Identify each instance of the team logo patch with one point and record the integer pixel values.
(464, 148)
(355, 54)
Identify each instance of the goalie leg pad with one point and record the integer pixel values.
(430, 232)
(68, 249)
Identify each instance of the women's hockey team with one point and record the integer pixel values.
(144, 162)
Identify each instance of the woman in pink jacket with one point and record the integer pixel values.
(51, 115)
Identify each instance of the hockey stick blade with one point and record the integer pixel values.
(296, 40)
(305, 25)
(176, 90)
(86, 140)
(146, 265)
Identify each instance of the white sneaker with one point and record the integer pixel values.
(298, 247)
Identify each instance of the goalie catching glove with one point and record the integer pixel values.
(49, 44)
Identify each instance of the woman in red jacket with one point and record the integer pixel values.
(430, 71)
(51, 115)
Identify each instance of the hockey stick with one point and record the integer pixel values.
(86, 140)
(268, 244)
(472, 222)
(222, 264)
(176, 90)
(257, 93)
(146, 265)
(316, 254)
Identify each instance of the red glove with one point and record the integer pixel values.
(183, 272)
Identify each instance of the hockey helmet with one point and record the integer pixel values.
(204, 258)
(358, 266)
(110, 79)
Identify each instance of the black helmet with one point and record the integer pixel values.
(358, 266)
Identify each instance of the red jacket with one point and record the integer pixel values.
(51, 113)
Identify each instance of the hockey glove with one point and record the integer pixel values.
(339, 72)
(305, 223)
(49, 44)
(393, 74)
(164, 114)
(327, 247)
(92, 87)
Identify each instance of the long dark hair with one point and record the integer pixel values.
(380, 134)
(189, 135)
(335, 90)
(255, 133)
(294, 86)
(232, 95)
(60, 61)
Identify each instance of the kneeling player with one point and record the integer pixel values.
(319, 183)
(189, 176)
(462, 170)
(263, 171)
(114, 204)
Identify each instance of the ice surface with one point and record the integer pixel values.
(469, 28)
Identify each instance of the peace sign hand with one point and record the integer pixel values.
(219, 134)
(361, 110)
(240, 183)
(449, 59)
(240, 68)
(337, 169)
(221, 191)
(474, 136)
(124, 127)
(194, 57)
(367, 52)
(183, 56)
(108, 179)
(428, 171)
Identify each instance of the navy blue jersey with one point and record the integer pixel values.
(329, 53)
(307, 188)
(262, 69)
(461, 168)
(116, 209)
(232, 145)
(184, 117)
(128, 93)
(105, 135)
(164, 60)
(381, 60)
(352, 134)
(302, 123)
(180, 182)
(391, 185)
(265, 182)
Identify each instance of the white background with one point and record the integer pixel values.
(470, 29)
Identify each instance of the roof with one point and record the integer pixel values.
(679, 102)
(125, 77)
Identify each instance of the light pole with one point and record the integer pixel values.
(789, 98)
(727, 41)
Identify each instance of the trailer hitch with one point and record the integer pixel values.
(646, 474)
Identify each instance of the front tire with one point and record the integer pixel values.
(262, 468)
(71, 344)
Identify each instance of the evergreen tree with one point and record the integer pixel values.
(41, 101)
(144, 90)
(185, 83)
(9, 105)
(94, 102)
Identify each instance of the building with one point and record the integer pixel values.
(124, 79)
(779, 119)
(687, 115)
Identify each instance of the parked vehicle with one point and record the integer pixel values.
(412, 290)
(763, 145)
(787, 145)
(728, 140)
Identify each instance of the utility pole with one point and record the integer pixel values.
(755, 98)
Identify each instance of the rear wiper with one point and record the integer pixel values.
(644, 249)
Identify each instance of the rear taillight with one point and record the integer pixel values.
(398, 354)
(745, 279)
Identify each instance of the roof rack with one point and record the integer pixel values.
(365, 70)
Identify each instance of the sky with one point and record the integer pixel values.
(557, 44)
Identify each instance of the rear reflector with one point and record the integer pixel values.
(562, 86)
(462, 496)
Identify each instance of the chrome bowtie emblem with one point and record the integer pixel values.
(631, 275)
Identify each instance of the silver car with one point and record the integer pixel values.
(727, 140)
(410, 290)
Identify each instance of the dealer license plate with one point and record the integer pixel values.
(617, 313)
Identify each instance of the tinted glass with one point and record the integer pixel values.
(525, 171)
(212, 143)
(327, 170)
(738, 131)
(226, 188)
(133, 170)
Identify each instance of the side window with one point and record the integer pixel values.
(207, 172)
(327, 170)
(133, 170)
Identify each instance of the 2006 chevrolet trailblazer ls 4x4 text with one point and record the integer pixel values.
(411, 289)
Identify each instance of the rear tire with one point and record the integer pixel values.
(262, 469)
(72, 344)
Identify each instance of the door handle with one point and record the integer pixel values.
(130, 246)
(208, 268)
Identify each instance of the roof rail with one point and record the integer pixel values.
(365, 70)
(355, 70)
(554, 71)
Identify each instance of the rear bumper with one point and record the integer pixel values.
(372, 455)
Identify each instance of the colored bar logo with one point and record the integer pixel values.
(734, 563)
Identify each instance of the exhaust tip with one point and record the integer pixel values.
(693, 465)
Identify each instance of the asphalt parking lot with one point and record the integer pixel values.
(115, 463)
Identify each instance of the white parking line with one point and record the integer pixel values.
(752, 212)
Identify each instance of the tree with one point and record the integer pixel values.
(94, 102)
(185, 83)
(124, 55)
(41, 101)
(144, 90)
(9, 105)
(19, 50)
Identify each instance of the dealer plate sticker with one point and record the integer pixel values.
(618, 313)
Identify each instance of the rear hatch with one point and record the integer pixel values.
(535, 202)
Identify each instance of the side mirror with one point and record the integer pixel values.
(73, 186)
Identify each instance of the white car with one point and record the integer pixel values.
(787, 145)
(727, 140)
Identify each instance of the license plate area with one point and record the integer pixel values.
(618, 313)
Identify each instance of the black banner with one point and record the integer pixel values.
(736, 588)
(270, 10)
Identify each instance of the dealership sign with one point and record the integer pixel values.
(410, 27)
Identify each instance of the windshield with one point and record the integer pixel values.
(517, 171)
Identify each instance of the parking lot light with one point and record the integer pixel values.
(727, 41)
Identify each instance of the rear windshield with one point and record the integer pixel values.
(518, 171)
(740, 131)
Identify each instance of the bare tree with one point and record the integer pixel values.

[About this task] Word for word, give back the data shown above.

[Solution for this task]
Identify each instance of the team logo patch with one point and record the integer pixel values.
(464, 148)
(355, 54)
Identify each instance of the goalie leg pad with one point and record the integer pixel values.
(430, 232)
(68, 249)
Identify each instance of the women's hockey team with one point and record the integer pixel values.
(144, 162)
Identify each instance of the woman in pink jacket with one point and record the integer pixel values.
(51, 115)
Identify each instance of the hockey stick blade with one point and record the integer pixel values.
(296, 40)
(305, 25)
(176, 90)
(86, 140)
(146, 265)
Identify each instance of the white sneaker with one point and record the integer pixel values.
(298, 247)
Identify each instance of the goalie catching glove with one point and record the integer pixel values.
(49, 44)
Identify each instance of the woman in red jacket with one point and record the integer pixel values.
(430, 71)
(51, 115)
Identify each instance of the hockey stick with one point and record the integer pixel values.
(86, 140)
(268, 244)
(472, 222)
(222, 264)
(176, 90)
(257, 93)
(146, 265)
(316, 254)
Identify each instance of the red glove with one point and record the integer pixel values.
(183, 272)
Identify each instance of the hockey helmet with one point and record the integer pixel values.
(204, 258)
(358, 266)
(110, 79)
Identify each instance of the black helmet with one point and record the integer pixel values.
(358, 266)
Identify each instance of the red jacket with one point and record the integer pixel values.
(51, 113)
Identify each instance of the hockey glove with one point and record the integer pixel values.
(339, 72)
(305, 223)
(49, 44)
(393, 74)
(164, 114)
(327, 247)
(92, 87)
Identify each instance of the long dark hair with one point and record the integer pixel values.
(380, 134)
(189, 135)
(335, 90)
(255, 133)
(294, 86)
(232, 95)
(60, 61)
Identify each instance of the kneeling player with one point and record the integer pixel values.
(319, 183)
(189, 176)
(462, 170)
(263, 171)
(114, 204)
Identify each instance of the ice surface with one point and record the integer pixel values.
(469, 28)
Identify each instance of the peace sign hand with one point and record the integer pixel values.
(219, 134)
(361, 110)
(240, 183)
(449, 59)
(240, 68)
(337, 169)
(221, 191)
(474, 136)
(124, 127)
(194, 57)
(367, 52)
(183, 56)
(108, 179)
(428, 171)
Identify each instance of the navy blue jersey with one point and record the integer pixel values.
(329, 53)
(307, 188)
(262, 69)
(461, 168)
(116, 209)
(232, 145)
(184, 117)
(128, 93)
(105, 135)
(164, 60)
(381, 60)
(352, 134)
(302, 123)
(180, 182)
(391, 185)
(265, 182)
Identify each instance of the white background with one point and record the integer pixel values.
(470, 29)
Identify each instance of the roof with one point and record the integer pixel values.
(679, 102)
(125, 77)
Identify each instance of the light pole with one point and record the integer pixel values.
(789, 98)
(727, 41)
Identify each instance of the trailer hitch with one point and record the integer pixel values.
(646, 474)
Identify each instance of the front tire with one point and record the integer pixel values.
(262, 468)
(71, 344)
Identify each instance of the evergreen tree with one point and record the integer pixel values.
(41, 101)
(144, 90)
(185, 83)
(9, 105)
(94, 102)
Identify each instance of the building with one point and record the integer pixel values.
(124, 79)
(779, 119)
(687, 115)
Identify each instance of the parked vehicle with one point and record the integer pixel values.
(412, 290)
(763, 145)
(787, 145)
(728, 140)
Identify each instance of the utility pole with one point and record the integer pixel values.
(755, 98)
Identify each instance of the rear wiper with one point and record the integer pixel values.
(644, 249)
Identify each instance of the rear taillight with one point and record the integer pixel values.
(398, 354)
(745, 279)
Identify each instance of the roof rack with one point and record the integer pixel values.
(365, 70)
Identify each instance of the sky with one point and record the integer pixel values.
(557, 44)
Identify each instance of the rear reflector with one point and record the integer pixel values.
(562, 86)
(462, 496)
Identify each instance of the chrome bowtie emblem with one point and record the integer pixel values.
(631, 275)
Identify each instance of the silver car with one point and record the integer pixel values.
(727, 140)
(410, 290)
Identify each instance of the dealer license plate with one point and record the integer pixel values.
(617, 313)
Identify each instance of the tinted glass with one point and record the integer pixel values.
(525, 171)
(212, 143)
(327, 170)
(738, 131)
(226, 188)
(133, 170)
Identify each instance of the side window with one point and record the integer pixel values.
(207, 172)
(327, 170)
(133, 170)
Identify each instance of the 2006 chevrolet trailblazer ls 4x4 text with one point and record the integer pixel values.
(411, 289)
Identify each instance of the rear tire with one point and record the integer pixel values.
(262, 469)
(72, 344)
Identify each instance of the door handle with one point and record the integer pixel values.
(130, 246)
(208, 268)
Identify each instance of the roof rail with one point and record the integer pixel values.
(365, 70)
(355, 70)
(554, 71)
Identify each instance of the rear bumper with one point and record the integer pixel values.
(372, 455)
Identify each instance of the colored bar logo with one point and record the integer pixel values.
(734, 563)
Identify each instance of the exhaust tip with one point and record the integer pixel values.
(693, 465)
Identify each instance of the asphalt parking lot with one point and record the integer pixel values.
(115, 463)
Identify each instance of the white parking line with one point and record the integer pixel values.
(752, 212)
Identify each instance of the tree with one point and record the integer pixel values.
(94, 102)
(185, 83)
(124, 55)
(41, 101)
(144, 90)
(9, 105)
(19, 50)
Identify each instance of the dealer plate sticker with one point and record the integer pixel values.
(618, 313)
Identify each instance of the rear hatch with one point and record the integer pixel values.
(535, 202)
Identify each instance of the side mirror with one point and record the integer pixel values.
(73, 186)
Identify each instance of the white car with one point and record the integer pixel values.
(787, 145)
(727, 140)
Identify each instance of the license plate area with one point and record the integer pixel values.
(618, 313)
Identify each instance of the black banner with one point and record the integer pixel values.
(736, 588)
(270, 10)
Identify each instance of the dealership sign with one point and record the integer pixel values.
(410, 27)
Identify each instance of the windshield with one point and record the integer pixel values.
(517, 171)
Identify each instance of the parking lot light with one point and record the integer pixel values.
(727, 41)
Identify each instance of the rear windshield with one point and record the integer pixel values.
(518, 171)
(740, 131)
Identify each instance of the bare tree with one point and record the integer pixel values.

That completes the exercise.